- WHAT TO WORK ON -
Copy the full text below on insulating a 1971 cavity-block house, word for word.

- SOURCE -
%%
We have a house that was built in 1971. It’s a four-bed semi built with cavity blocks. We dry-lined it over the years. We would like advice about wrapping. We have conflicting opinions about moisture, and are not sure what is true and what is not in this regard. Can you advise?

When getting ready for school on cold winter mornings my three children would sing: “When it’s cold outside, I wear my coat to stay warm, it keeps me comfy toasty in a winter storm.” External wall insulation is a bit like a warm winter coat wrapped around the outside of your home.

The experts will tell you that when retrofitting you should follow a “fabric-first” approach. This means you initially deal with draught proofing, improving attic, wall and floor insulation before progressing to the replacement of windows and external doors. The next stage would then be the improvement of heating systems by replacing old radiators, improving controls or full replacement of older, inefficient boilers with modern heat pumps and the provision of solar panels and the like.

When looking to improve external-wall insulation you essentially have three choices. Insulation can be placed internally in dry-lining; two-leaf walls will have cavities that can be pumped with insulation or insulation can be applied to the outer face of the external walls.


There are pros and cons for each method. Dry-lining will be disruptive, but the external appearance of your house will not change. Wall cavities are easily filled but they may be of insufficient width to make the job worthwhile. External insulation means you can remain in the house, but the appearance of your house will change. Decorative render or finishes such as brick or stone will be lost to a new acrylic render coat applied over the new externally fixed insulation boards.

In your case you have a single-leaf wall built with cavity blocks. These are semi-solid concrete blocks with a void incorporated into the block during manufacture. The only options available to you are therefore to dry-line internally or insulate externally. I note you have already provided some dry-lining in the past. The main advantage of external-wall insulation is that there will be no disruption to the inside of the house, and you can remain in occupation. It is important that the top of the cavity block wall is sealed to avoid movement of air through the blocks as any air movement within the wall structure will reduce the efficiency of the external insulation by what is called “thermal loop”. Imagine if air could circulate between your body and your coat. Your coat would have no effect.
%%
- STORED RECORDS -
%%
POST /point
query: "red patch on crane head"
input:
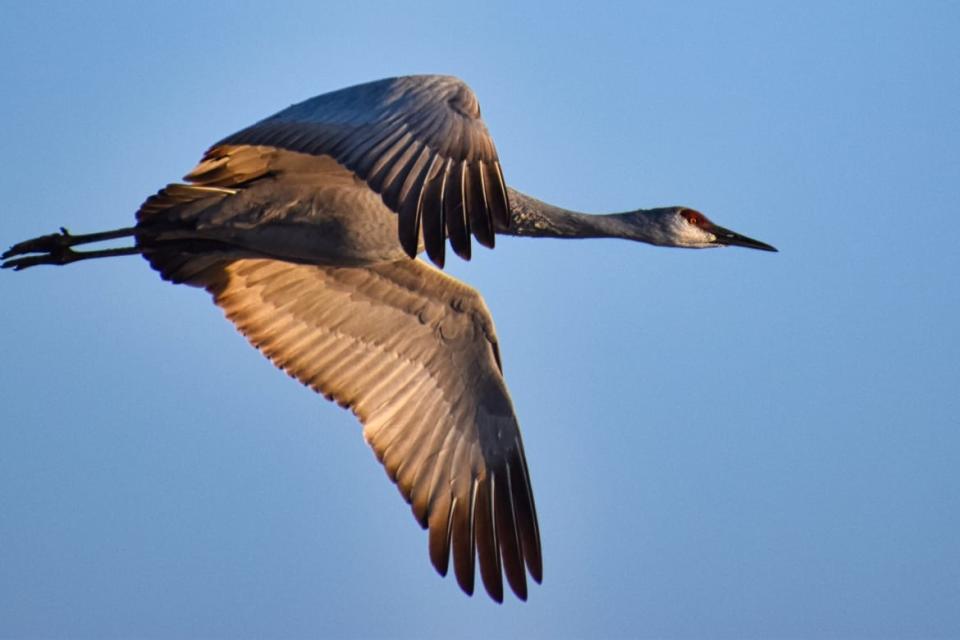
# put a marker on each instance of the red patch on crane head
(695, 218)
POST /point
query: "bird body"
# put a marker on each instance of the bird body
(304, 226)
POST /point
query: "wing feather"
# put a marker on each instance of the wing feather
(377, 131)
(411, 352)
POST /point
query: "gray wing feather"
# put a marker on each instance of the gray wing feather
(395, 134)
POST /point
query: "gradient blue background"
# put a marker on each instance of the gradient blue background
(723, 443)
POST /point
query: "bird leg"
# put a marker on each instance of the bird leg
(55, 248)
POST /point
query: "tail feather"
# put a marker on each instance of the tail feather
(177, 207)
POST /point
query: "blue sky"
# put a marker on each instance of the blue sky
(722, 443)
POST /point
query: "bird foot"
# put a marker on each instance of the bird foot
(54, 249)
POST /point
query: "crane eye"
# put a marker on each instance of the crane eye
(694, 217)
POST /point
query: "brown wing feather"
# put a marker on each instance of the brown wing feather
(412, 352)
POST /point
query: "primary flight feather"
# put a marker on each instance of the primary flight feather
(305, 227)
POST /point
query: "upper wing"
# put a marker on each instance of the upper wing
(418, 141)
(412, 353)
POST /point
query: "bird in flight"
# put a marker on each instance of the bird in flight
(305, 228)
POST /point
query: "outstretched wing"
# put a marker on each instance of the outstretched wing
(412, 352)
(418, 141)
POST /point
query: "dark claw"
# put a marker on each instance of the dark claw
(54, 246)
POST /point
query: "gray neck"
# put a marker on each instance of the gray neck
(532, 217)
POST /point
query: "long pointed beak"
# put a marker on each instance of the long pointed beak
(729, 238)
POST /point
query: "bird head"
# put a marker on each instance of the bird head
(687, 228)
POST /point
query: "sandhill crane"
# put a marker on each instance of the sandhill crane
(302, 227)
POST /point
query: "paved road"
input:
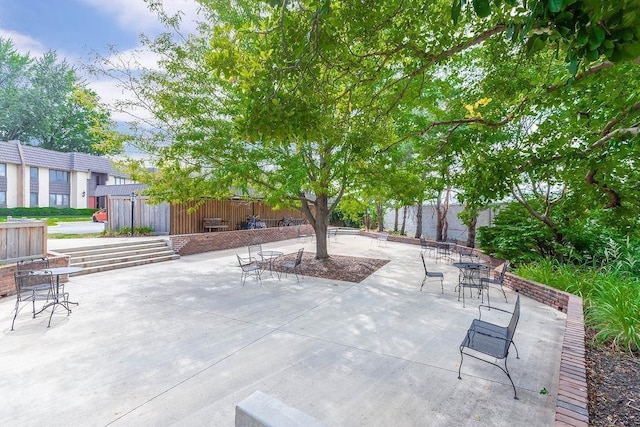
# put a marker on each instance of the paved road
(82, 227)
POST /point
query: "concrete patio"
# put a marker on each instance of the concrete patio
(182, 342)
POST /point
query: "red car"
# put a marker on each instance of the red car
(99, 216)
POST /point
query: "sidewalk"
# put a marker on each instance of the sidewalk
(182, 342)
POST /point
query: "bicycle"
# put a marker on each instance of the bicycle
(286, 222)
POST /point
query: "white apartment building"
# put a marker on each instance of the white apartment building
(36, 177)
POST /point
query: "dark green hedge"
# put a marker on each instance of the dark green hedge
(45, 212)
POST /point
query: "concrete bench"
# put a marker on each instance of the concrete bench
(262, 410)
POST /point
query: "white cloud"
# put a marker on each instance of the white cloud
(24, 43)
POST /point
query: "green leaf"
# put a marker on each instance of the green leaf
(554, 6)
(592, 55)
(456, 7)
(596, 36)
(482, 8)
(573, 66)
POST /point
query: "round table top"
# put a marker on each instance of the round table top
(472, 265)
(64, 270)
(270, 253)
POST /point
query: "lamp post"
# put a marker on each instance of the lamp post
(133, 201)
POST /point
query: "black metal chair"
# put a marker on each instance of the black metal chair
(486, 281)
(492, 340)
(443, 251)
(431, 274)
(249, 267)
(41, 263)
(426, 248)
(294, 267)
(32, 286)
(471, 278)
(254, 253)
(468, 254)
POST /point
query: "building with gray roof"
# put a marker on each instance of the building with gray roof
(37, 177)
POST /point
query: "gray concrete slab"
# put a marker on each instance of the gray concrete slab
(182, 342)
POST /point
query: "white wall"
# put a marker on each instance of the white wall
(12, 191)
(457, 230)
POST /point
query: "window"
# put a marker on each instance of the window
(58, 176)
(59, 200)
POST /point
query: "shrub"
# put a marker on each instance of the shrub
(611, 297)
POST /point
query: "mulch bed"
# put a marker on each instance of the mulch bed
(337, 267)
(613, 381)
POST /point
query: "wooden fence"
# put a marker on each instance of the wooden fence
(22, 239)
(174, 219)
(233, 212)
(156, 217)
%%
- FULL OUTPUT -
We have a house that was built in 1971. It’s a four-bed semi built with cavity blocks. We dry-lined it over the years. We would like advice about wrapping. We have conflicting opinions about moisture, and are not sure what is true and what is not in this regard. Can you advise?

When getting ready for school on cold winter mornings my three children would sing: “When it’s cold outside, I wear my coat to stay warm, it keeps me comfy toasty in a winter storm.” External wall insulation is a bit like a warm winter coat wrapped around the outside of your home.

The experts will tell you that when retrofitting you should follow a “fabric-first” approach. This means you initially deal with draught proofing, improving attic, wall and floor insulation before progressing to the replacement of windows and external doors. The next stage would then be the improvement of heating systems by replacing old radiators, improving controls or full replacement of older, inefficient boilers with modern heat pumps and the provision of solar panels and the like.

When looking to improve external-wall insulation you essentially have three choices. Insulation can be placed internally in dry-lining; two-leaf walls will have cavities that can be pumped with insulation or insulation can be applied to the outer face of the external walls.


There are pros and cons for each method. Dry-lining will be disruptive, but the external appearance of your house will not change. Wall cavities are easily filled but they may be of insufficient width to make the job worthwhile. External insulation means you can remain in the house, but the appearance of your house will change. Decorative render or finishes such as brick or stone will be lost to a new acrylic render coat applied over the new externally fixed insulation boards.

In your case you have a single-leaf wall built with cavity blocks. These are semi-solid concrete blocks with a void incorporated into the block during manufacture. The only options available to you are therefore to dry-line internally or insulate externally. I note you have already provided some dry-lining in the past. The main advantage of external-wall insulation is that there will be no disruption to the inside of the house, and you can remain in occupation. It is important that the top of the cavity block wall is sealed to avoid movement of air through the blocks as any air movement within the wall structure will reduce the efficiency of the external insulation by what is called “thermal loop”. Imagine if air could circulate between your body and your coat. Your coat would have no effect.